──────── Task data
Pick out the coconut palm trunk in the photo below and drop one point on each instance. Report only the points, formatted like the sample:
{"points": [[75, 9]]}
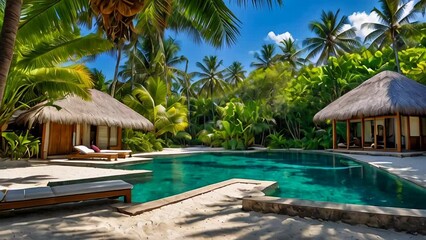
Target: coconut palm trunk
{"points": [[395, 50], [117, 65], [12, 15]]}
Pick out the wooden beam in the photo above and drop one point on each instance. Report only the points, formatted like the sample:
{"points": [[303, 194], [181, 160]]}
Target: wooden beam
{"points": [[398, 133], [348, 133]]}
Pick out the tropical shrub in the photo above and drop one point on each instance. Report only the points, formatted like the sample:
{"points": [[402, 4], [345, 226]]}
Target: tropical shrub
{"points": [[317, 139], [240, 123], [277, 141], [169, 115], [20, 146]]}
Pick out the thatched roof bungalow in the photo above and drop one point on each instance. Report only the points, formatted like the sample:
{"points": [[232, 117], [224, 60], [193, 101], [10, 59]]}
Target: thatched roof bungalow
{"points": [[74, 121], [388, 111]]}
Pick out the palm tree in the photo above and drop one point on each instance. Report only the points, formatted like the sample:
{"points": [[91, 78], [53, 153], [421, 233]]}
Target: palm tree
{"points": [[211, 77], [290, 53], [395, 22], [266, 58], [332, 39], [210, 19], [41, 70], [150, 102], [12, 9], [235, 73], [99, 80]]}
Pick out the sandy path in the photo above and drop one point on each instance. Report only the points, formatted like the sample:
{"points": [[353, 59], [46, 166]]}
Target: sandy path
{"points": [[214, 215]]}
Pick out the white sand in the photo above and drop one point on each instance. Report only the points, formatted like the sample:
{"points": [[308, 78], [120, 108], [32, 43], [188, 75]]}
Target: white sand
{"points": [[25, 176], [214, 215]]}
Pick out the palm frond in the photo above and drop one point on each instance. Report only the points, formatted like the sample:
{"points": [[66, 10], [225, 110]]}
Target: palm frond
{"points": [[63, 49], [41, 16]]}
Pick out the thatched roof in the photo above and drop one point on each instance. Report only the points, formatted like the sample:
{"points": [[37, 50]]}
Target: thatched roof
{"points": [[384, 94], [101, 110]]}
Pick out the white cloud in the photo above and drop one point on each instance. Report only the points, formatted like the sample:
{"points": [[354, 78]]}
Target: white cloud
{"points": [[359, 18], [280, 37]]}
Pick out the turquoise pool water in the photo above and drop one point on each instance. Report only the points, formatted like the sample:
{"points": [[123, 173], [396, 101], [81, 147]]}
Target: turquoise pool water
{"points": [[320, 177]]}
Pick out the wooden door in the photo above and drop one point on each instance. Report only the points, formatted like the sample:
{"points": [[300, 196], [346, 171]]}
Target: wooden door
{"points": [[60, 139]]}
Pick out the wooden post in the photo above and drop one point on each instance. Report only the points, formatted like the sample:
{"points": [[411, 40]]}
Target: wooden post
{"points": [[348, 133], [45, 140], [398, 133], [375, 133], [362, 133], [119, 137], [408, 134], [384, 134], [108, 137], [334, 134]]}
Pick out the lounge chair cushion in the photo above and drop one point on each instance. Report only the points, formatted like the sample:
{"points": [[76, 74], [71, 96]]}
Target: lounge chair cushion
{"points": [[83, 149], [95, 148], [29, 193], [82, 188]]}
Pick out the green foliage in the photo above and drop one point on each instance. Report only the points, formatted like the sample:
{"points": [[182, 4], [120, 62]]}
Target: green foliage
{"points": [[317, 139], [279, 141], [141, 142], [238, 125], [168, 115], [20, 146]]}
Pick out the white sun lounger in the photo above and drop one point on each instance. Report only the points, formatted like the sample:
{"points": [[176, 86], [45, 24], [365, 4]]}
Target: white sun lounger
{"points": [[41, 196]]}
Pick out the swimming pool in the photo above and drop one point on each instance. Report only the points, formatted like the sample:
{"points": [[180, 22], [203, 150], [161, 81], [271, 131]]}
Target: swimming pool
{"points": [[318, 177]]}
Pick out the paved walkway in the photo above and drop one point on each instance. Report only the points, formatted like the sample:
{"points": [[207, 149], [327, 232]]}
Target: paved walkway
{"points": [[410, 168], [214, 215]]}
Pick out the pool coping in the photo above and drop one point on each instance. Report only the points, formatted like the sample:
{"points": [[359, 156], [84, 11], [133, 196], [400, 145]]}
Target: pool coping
{"points": [[400, 219], [139, 208]]}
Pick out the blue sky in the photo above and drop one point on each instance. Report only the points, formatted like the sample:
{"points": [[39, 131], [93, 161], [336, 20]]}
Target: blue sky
{"points": [[291, 18]]}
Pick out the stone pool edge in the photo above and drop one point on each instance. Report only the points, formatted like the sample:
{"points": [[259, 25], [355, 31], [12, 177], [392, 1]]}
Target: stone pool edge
{"points": [[400, 219], [139, 208]]}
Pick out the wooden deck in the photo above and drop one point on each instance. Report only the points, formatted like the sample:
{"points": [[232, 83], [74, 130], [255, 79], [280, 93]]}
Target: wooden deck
{"points": [[378, 152]]}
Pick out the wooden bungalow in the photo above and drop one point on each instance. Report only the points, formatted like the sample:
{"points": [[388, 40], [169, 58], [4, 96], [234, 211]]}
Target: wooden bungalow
{"points": [[74, 121], [386, 112]]}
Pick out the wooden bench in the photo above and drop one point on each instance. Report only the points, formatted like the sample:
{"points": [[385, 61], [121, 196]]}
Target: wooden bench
{"points": [[109, 156], [42, 196]]}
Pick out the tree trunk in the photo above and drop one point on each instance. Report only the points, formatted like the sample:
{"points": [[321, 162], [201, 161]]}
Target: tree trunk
{"points": [[117, 65], [187, 94], [132, 80], [395, 50], [12, 15]]}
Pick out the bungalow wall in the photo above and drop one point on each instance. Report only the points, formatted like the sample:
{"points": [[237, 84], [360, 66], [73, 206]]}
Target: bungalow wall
{"points": [[391, 133], [59, 139]]}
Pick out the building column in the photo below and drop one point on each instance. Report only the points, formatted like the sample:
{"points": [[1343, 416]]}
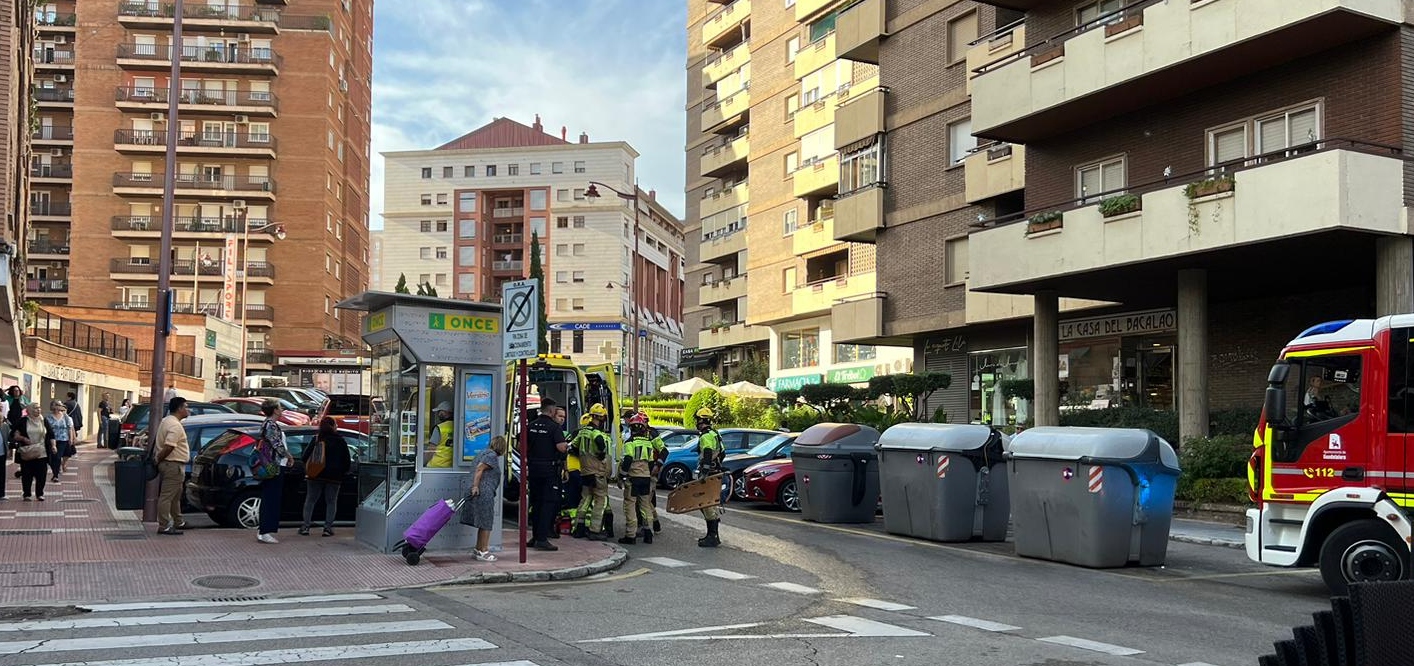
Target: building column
{"points": [[1047, 362], [1192, 354], [1393, 275]]}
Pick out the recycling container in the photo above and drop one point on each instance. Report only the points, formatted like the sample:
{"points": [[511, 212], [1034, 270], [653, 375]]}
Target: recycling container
{"points": [[1092, 497], [837, 472], [945, 482]]}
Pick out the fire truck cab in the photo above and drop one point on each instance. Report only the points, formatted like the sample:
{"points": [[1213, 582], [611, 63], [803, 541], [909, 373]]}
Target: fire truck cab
{"points": [[1332, 470]]}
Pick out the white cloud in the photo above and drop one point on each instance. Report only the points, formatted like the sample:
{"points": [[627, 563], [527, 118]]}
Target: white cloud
{"points": [[611, 68]]}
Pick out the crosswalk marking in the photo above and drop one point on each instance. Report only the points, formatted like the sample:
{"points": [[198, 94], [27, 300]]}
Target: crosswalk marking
{"points": [[300, 655], [204, 617], [217, 637]]}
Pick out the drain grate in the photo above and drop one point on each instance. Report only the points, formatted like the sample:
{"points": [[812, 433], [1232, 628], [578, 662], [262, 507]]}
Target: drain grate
{"points": [[225, 581]]}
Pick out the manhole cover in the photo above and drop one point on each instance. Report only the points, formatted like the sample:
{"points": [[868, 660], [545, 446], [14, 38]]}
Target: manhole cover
{"points": [[225, 581]]}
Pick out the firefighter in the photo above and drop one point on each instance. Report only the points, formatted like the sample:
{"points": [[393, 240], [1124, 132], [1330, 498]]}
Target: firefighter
{"points": [[709, 463], [637, 468]]}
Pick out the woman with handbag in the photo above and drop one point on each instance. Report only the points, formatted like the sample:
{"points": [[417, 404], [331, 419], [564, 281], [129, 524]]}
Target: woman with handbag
{"points": [[34, 444]]}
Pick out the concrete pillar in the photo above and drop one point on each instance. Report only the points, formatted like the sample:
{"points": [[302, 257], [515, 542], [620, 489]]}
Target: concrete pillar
{"points": [[1045, 365], [1393, 275], [1192, 354]]}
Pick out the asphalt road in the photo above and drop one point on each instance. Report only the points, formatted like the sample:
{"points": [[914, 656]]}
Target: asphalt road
{"points": [[779, 591]]}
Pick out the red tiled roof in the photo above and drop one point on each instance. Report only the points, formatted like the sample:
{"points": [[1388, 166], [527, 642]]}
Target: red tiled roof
{"points": [[502, 133]]}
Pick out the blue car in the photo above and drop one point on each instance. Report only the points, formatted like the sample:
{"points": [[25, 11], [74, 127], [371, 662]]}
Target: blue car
────────────────
Give back exactly the lines from the one containing "Pick out the manhole" to the end of the material, both ends included.

> **Expected output**
Pick out the manhole cover in the photo above and drop one point on each instance. Report only the points, formatted like the sample:
{"points": [[868, 660], [545, 446], [14, 38]]}
Target: manhole cover
{"points": [[225, 581]]}
Pick out the firefighter in the photo above and drop one point on each instance. Report only the points, formatted like the sample:
{"points": [[393, 240], [1124, 132], [1330, 498]]}
Target: firefighter
{"points": [[709, 463], [637, 468]]}
Pick out the woman with handbag in the photo above and drop one point on each instance. Report only the points, formatted like the sample:
{"points": [[417, 404], [331, 419], [564, 281], [129, 524]]}
Target: woman with handbag
{"points": [[34, 444]]}
Pick out the concrete pillar in the photo above and drop one point on each instance. Report only the points, formatted like the sample:
{"points": [[302, 257], [515, 542], [620, 489]]}
Target: concrete pillar
{"points": [[1045, 365], [1393, 275], [1192, 354]]}
Pick out the asphalt road in the photo above and drop one point on each instance. Report only the points, formatted like the sample:
{"points": [[914, 656]]}
Target: asphalt road
{"points": [[779, 591]]}
Pick out the red tiled roof in the photo above and drop one point on each instance. Report only the points, formatted like the sample:
{"points": [[1388, 166], [527, 642]]}
Target: red tiled roof
{"points": [[502, 133]]}
Pick out the blue car in the photo above and drop one point on each instance. Report only the points, formatted like the sample:
{"points": [[25, 11], [74, 127], [371, 662]]}
Target: blue car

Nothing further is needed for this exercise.